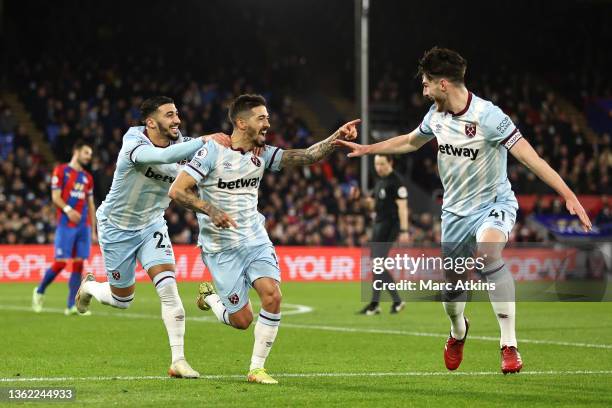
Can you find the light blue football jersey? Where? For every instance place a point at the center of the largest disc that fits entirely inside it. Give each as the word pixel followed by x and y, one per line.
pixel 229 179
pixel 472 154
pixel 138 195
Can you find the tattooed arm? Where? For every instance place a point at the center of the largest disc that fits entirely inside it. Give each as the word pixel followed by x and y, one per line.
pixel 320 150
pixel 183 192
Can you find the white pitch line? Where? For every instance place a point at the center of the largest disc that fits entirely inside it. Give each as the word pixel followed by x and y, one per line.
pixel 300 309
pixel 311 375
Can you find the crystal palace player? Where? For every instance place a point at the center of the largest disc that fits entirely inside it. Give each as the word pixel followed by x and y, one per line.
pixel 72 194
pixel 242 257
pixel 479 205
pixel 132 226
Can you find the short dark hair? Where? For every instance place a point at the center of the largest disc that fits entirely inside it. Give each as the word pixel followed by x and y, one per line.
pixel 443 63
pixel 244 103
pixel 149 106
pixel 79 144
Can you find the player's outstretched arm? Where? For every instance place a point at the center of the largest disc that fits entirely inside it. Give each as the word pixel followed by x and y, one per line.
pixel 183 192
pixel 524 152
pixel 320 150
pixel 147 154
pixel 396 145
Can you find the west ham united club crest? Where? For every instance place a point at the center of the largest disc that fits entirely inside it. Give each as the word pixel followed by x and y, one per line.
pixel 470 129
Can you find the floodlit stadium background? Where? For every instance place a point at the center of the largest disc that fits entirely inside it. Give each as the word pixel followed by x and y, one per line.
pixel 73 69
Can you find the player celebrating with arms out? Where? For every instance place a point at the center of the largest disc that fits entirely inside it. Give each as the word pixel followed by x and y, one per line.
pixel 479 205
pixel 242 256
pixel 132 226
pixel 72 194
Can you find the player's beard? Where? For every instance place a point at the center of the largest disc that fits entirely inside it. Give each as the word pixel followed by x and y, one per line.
-- -- --
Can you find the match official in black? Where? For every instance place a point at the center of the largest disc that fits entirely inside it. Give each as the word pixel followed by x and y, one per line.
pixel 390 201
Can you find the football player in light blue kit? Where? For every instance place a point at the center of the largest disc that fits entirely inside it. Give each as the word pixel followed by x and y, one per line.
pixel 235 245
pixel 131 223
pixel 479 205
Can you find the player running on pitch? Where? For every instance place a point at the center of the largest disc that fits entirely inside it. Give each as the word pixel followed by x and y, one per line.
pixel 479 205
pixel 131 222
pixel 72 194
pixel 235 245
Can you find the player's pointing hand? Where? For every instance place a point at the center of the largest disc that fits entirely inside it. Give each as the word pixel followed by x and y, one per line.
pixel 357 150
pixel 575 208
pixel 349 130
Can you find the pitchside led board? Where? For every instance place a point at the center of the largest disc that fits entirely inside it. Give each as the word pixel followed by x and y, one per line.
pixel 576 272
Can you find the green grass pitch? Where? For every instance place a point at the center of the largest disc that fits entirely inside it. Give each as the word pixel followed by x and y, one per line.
-- -- --
## DIRECTIONS
Could you restate word for word the lines above, from the one that contains "Can you find the crystal" through the one that contains "Can you find the player's beard?", and no others?

## ANSWER SECTION
Can you find the crystal palace player? Where? For every instance place a point at the center of the largest disc that fits entirely inside it. Give each as the word pixel followed by x and y, one per line.
pixel 72 194
pixel 242 257
pixel 479 205
pixel 132 226
Can you find the short dark hair? Where? For every instance place a point at the center of the largest disc that fits entirely inside it. Give each as the word pixel followed by x and y, one per line.
pixel 443 63
pixel 244 103
pixel 149 106
pixel 79 144
Can you find the player's outstretched arm? Where? For every instance place a point at the center of the largest disc that fits entirely inside it. Give each as the word pixel followed by x and y, one per line.
pixel 183 192
pixel 524 152
pixel 320 150
pixel 147 154
pixel 396 145
Can you find the west ham united club crest? Where? For every instance place a point at the center of the largest disc that fits entirely inside it. Give each as the word pixel followed by x and y, one per line.
pixel 470 129
Can you find the floodlit stadium background? Where? For every instance place a point at the center of the largest disc that fits entirely inside it. Give each as the word pixel followed by x and y, one per line.
pixel 73 69
Can you find the player celebrating with arms out? Where? For every instance place a point at the center of the largest disc that fits entirely inside it. Give each as the word pixel followed by x and y, one per line.
pixel 479 205
pixel 242 256
pixel 132 226
pixel 72 194
Can you find the player's beard? Where? For every instance place a point at the center of the largest disc that fits entirely inside it. Give each as the word pixel followed by x and y, one per line.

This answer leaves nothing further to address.